*Consigne*
Pour chacun des énoncés suivants, dites si le récit de voyage ci-dessous le confirme, par oui ou par non, en citant mot pour mot les termes du récit qui tranchent. 1. La personne qui raconte avait 13 ans lors du voyage en Grèce. 2. Le père enseignait l'histoire à l'université. 3. Le groupe comptait 14 adultes à la retraite.

*Extrait cité*
◆ ◆ ◆ ◆ ◆

Vie pimentée de militante (Bienvenue aux réfugié.e.s !)
Voyages : Delphes, de l’enthousiasme à l’effroi en passant par l'enchantement
Été 1987 (j’ai 13 ans) : mon papa m’emmène en Grèce ! Depuis plusieurs mois que je lui rebats les oreilles avec mes rêves de voyages, voilà-ti pas qu’un de ses collègues, qui a sa propre agence de voyage, lui offre d’accompagner un groupe en Grèce, voyage précédé de plusieurs heures de cours sur l’histoire grecque (et ça tombe bien, mon père étant prof d’histoire au cégep et ayant déjà plusieurs séjours en Grèce à son actif !). Il ne fait ni une ni deux : il accepte et me paie le forfait, le sien étant payé comme dédommagement. Quel bonheur !
Je pourrais en raconter des choses sur cette expérience d’une jeune fille qui partage la route avec 14 adultes à la retraite ( !) : j’y ai appris que les voyages organisés n’étaient pas ma tasse de thé, que la lecture pouvait me faire manquer de magnifiques couchers de soleil (Anne Frank a bouleversé ma vie cet été-là), qu’on pouvait faire une psychose en plein autoroute – oui, une des dames du groupe a vécu là-bas la pure épreuve de sa vie, j’en ai été témoin et cela m’a évidemment maquée - .... Au delà de tout, j’ai voyagé avec mon père ! J’ai appris un tas de choses, visité des lieux magnifiques, vécu des moments magiques.
En particulier, la visite de Delphes m’avait enthousiasmée (le mot enthousiasme vient d’ailleurs de cette idée d’être « possédé » par un dieu, telle la Pythie de Delphes !). Mon père et moi nous plaisions à raconter, quelques années plus tard, que le Machu Picchu et Delphes étaient les deux nombrils du monde (selon les mythologies grecque et inca – bon on triche un peu, c’est Cuzco et non le Machu!) à visiter absolument pour l’émotion et la beauté à couper le souffle de ces sites à flanc de montagne.

◆ ◆ ◆ ◆ ◆

*Données extraites*
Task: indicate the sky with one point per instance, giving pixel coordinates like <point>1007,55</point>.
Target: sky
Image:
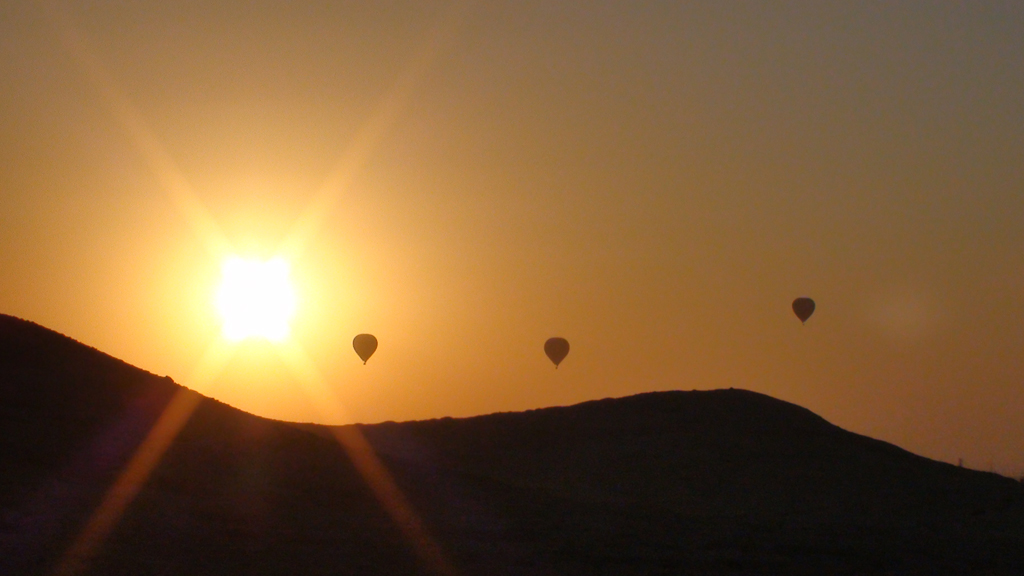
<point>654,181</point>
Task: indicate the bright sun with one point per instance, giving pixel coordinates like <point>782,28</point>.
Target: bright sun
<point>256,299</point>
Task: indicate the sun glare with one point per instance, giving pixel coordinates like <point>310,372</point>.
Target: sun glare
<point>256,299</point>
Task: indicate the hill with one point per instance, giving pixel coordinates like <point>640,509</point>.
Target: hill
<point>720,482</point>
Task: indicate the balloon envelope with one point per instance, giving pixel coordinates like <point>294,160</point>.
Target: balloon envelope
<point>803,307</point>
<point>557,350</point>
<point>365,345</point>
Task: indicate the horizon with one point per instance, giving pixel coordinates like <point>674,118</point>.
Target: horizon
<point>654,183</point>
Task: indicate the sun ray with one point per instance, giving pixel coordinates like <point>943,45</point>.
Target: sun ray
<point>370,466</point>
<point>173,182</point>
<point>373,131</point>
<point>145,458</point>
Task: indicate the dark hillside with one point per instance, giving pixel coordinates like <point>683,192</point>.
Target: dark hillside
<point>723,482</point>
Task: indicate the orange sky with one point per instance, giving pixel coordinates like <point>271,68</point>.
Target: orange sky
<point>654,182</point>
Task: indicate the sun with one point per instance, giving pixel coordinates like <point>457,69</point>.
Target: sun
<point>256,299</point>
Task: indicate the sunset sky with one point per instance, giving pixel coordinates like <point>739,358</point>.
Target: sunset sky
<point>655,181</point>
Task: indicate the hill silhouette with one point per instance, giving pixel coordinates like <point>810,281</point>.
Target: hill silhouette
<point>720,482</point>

◆ ◆ ◆ ◆ ◆

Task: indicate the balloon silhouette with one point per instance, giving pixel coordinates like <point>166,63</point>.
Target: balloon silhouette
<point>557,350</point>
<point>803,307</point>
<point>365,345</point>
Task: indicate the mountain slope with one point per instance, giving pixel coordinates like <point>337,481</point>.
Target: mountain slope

◆ ◆ ◆ ◆ ◆

*Réponse*
1. Oui : « Été 1987 (j’ai 13 ans) ».
2. Non : « mon père étant prof d’histoire au cégep ».
3. Oui : « partage la route avec 14 adultes à la retraite ».